Reproduce the listing below exactly. Pictures do not belong in the copy.

-- Begin Records provided --

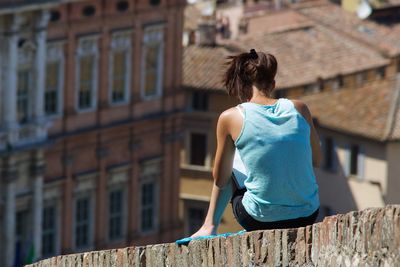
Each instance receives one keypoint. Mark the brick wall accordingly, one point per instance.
(366, 238)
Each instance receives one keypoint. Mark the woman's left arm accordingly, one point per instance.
(224, 155)
(314, 139)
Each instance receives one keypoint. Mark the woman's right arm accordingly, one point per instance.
(314, 139)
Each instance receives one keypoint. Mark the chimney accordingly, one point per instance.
(206, 32)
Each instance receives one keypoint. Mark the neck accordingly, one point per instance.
(260, 98)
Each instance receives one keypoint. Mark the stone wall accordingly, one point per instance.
(366, 238)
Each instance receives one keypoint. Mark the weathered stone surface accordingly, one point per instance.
(366, 238)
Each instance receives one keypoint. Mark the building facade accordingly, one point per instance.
(90, 125)
(350, 82)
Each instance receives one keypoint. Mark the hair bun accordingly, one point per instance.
(253, 53)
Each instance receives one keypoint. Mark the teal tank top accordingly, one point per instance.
(274, 145)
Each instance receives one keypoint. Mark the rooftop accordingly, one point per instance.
(307, 51)
(375, 111)
(377, 36)
(203, 66)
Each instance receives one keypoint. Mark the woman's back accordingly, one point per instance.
(274, 145)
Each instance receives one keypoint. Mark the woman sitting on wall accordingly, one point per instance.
(278, 145)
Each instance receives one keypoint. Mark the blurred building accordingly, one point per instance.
(90, 125)
(346, 69)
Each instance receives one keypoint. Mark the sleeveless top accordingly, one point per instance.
(274, 145)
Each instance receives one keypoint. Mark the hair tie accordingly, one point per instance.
(253, 54)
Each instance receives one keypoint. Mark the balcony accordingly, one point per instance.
(23, 135)
(11, 6)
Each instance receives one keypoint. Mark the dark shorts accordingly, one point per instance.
(250, 224)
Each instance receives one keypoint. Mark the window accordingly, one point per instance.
(82, 222)
(311, 88)
(338, 82)
(88, 11)
(198, 149)
(195, 219)
(147, 211)
(148, 198)
(329, 154)
(51, 90)
(23, 99)
(398, 65)
(152, 62)
(23, 232)
(49, 231)
(354, 151)
(279, 93)
(361, 78)
(119, 77)
(86, 82)
(200, 101)
(87, 61)
(54, 78)
(381, 72)
(122, 6)
(115, 214)
(120, 57)
(55, 15)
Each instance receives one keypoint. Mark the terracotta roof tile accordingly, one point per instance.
(305, 54)
(362, 111)
(376, 35)
(203, 66)
(278, 22)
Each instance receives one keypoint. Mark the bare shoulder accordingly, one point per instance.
(231, 121)
(302, 108)
(229, 114)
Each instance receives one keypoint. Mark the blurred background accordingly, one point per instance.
(108, 111)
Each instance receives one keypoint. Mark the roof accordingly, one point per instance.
(307, 51)
(371, 111)
(192, 15)
(371, 33)
(203, 66)
(277, 22)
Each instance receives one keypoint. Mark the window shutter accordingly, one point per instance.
(361, 162)
(347, 161)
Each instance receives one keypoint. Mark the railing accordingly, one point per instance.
(362, 238)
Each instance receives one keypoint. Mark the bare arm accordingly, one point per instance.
(315, 143)
(222, 188)
(225, 149)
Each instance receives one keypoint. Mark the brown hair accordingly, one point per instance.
(248, 69)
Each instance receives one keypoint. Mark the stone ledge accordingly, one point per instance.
(365, 238)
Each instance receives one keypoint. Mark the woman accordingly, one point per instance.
(278, 145)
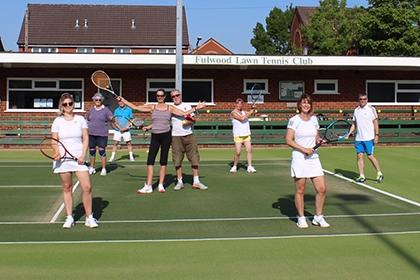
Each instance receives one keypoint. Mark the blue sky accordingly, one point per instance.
(229, 22)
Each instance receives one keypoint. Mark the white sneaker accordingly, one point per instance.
(251, 169)
(69, 222)
(179, 186)
(319, 221)
(145, 189)
(302, 222)
(91, 222)
(200, 186)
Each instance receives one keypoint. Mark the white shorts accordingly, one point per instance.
(126, 135)
(68, 165)
(306, 167)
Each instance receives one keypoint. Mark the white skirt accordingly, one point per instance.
(68, 165)
(306, 167)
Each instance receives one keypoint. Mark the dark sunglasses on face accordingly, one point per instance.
(68, 104)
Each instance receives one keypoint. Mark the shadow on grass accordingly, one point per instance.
(287, 207)
(98, 207)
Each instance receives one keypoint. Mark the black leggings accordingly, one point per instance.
(162, 141)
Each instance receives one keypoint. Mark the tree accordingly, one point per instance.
(277, 38)
(333, 29)
(391, 28)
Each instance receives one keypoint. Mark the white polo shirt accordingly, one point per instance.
(364, 117)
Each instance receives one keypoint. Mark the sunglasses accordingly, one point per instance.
(68, 104)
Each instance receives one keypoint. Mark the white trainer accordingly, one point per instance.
(179, 186)
(91, 222)
(319, 221)
(69, 222)
(251, 169)
(302, 222)
(161, 188)
(145, 189)
(199, 186)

-- End Records provided --

* [Solution to this task]:
Each instance receives one keypoint. Mark the brick wall accordingly, one point per instance.
(366, 238)
Each instance receives one keypoint. Mark the woman's left arm accordingly, one point per instance.
(224, 155)
(314, 139)
Each instance receives one keypoint. Mark the woman's right arm accordingly, one point per instance.
(314, 139)
Each instance receives one keypoint. Mark the chimney accordingly, one point per instance.
(206, 32)
Each instance receives one keypoint. Mark the neck accordingly, one point per instance.
(260, 98)
Each instance receives one keypoint. Mark the stone wall accordingly, one point per instance.
(366, 238)
Each instance receives one keypoint. Mark the weathered stone surface accordingly, one point per instance.
(366, 238)
Each instance receives one keypoint. Mark the building facade accordingly, one point per instance.
(90, 125)
(350, 82)
Each instance receives one keypoint. Mark the hair bun accordingly, one point per instance.
(253, 53)
Each instance receives one keypoint. Mark the teal tank top accordingly, one point per instance.
(274, 145)
Each instance receives one keypoint. Mark the rooftop accordingly, one point per instance.
(307, 51)
(375, 111)
(377, 36)
(203, 66)
Each instance receives one keypoint. Mark the woman's back accordingly, one point per instance.
(274, 145)
Each instance receives one keypoint. Mark the woman sitting on wall accordingly, one point per instance.
(278, 145)
Each instance receives one keypoint. Mark the blurred building accordingly, one point per instance.
(90, 125)
(346, 69)
Each instance receives one keypoint. Mark the sleeveless top accordingly, one point per instance.
(274, 145)
Each instance receives one keypoint. Mark the hair tie accordingly, one point per instance.
(253, 54)
Each instance receives one keypoint. Mark the balcony accordingly, one point per instance.
(23, 135)
(11, 6)
Each instance receives one keypoint. Mark the dark shorts accordingly, one point per instance.
(250, 224)
Each instance receives one keypoint. Mark the window accordingly, one point per instance.
(82, 222)
(311, 88)
(338, 82)
(88, 11)
(198, 149)
(195, 219)
(147, 211)
(148, 198)
(329, 154)
(51, 90)
(23, 99)
(398, 65)
(152, 62)
(23, 232)
(49, 231)
(354, 151)
(279, 93)
(361, 78)
(119, 77)
(86, 82)
(200, 101)
(87, 61)
(54, 78)
(381, 72)
(122, 6)
(115, 214)
(120, 57)
(55, 15)
Each instance receives one keypoint. Mark the terracotta roof tile accordingly, one point per instance.
(305, 54)
(362, 111)
(376, 35)
(203, 66)
(278, 22)
Each instance receives one keypoint. Mark the bare shoulder accordingly, one point per instance.
(231, 121)
(302, 108)
(229, 114)
Each instance receives one keypoint. Mark the blurred background accordingly, one point per instance.
(108, 111)
Each instance receives one keypoint. Mark the roof accordingly, one point per instance.
(307, 51)
(371, 111)
(192, 15)
(371, 33)
(203, 66)
(277, 22)
Each instance receives one keypoint. Mark the window shutter accordingly, one point per instance.
(361, 162)
(347, 161)
Each instance receives one keypoint. Mark the railing accordingly, one point per instance.
(362, 238)
Each instance receives one keypoint. Mark the bare arm accordingly, one point per instance.
(315, 143)
(222, 188)
(225, 149)
Each instance receives one keypoint. Mark the brown hair accordingly, one point per instance.
(248, 69)
Each instance receives one keypoint. Mark the stone ledge accordingly, one point per instance.
(365, 238)
Each instance receives one keypoint. Mark the woman accordingly, one point per instance.
(278, 145)
Each instance receives one keypoint. Mark the blue sky accordingly, one point per instance.
(229, 22)
Each instance receives one keypoint. Mark the white sneaker accordingly, one point per instance.
(251, 169)
(69, 222)
(179, 186)
(319, 221)
(145, 189)
(302, 222)
(91, 222)
(200, 186)
Each instance receives one keypoint. Mark the white shorts accordingly, one point per instance.
(126, 135)
(68, 165)
(306, 167)
Each instance receives one keypoint. Mark the white skirt accordingly, one point per instance.
(68, 165)
(306, 167)
Each instance receives one keypoint. Mark the dark sunglasses on face accordingly, one point per instance.
(68, 104)
Each instance receives one keypoint. Mark the shadow on grass accordingly, one point per instance.
(287, 207)
(98, 207)
Each instance receives one keypoint. Mark the black leggings accordingly, one point per instance.
(162, 141)
Each instance receives one keypoint. Mark the tree accordingly, one point per instance.
(277, 38)
(333, 29)
(391, 28)
Each instance receives one keypoint. Mark the white polo shirt accordingly, one point per instance.
(364, 117)
Each instance receives one keypoint. Mark the sunglasses accordingly, one point per instance.
(68, 104)
Each instance receives one keypoint. Mark the white trainer accordingly, one point per instance.
(179, 186)
(91, 222)
(319, 221)
(69, 222)
(251, 169)
(302, 222)
(161, 188)
(145, 189)
(199, 186)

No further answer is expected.